#### [Problem to solve]
Pull out every line of the rows below that contains the word "haze", matching its case exactly.

>> Start Data supplied

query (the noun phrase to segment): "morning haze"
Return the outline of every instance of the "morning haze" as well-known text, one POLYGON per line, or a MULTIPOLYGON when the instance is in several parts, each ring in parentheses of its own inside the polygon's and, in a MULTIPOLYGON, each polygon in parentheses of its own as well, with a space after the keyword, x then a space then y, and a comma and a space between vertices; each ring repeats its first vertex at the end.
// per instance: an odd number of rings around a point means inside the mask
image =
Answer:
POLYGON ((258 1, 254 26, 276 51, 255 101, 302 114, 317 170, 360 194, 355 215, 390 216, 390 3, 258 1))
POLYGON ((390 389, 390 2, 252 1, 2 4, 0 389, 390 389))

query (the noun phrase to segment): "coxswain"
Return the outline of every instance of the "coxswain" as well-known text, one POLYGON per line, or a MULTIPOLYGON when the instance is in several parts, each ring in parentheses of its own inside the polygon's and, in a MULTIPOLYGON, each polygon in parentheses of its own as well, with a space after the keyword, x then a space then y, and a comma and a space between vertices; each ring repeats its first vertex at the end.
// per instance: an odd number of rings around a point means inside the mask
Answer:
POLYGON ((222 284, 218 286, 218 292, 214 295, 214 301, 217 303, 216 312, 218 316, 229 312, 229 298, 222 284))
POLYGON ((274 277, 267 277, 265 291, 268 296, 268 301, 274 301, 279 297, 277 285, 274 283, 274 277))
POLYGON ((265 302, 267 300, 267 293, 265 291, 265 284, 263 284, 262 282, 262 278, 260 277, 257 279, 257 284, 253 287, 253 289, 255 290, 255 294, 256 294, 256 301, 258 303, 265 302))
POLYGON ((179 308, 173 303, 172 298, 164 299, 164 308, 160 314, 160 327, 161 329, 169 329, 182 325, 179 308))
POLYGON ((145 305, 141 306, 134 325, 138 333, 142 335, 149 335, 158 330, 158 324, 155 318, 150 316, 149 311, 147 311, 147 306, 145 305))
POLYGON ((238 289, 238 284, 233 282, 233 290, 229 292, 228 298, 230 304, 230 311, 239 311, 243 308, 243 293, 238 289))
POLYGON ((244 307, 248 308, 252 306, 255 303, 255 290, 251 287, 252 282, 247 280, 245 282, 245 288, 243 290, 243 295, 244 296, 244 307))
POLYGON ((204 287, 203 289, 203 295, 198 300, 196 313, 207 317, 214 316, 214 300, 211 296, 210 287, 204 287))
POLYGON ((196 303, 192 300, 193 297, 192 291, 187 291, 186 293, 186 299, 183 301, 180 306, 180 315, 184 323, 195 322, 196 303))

>> End Data supplied

#### [Result]
query (the noun phrase to segment): "morning haze"
Return the outline of every instance of the "morning haze" as well-known text, one POLYGON per line, or a MULTIPOLYGON when the instance is in several parts, each ring in parentheses of its own inside the polygon's and, in a MULTIPOLYGON, each polygon in parentheses of its own as well, with a space after the keyword, x then a space then y, and a comma and a space between vertices; each ring repeats its first vertex at the end.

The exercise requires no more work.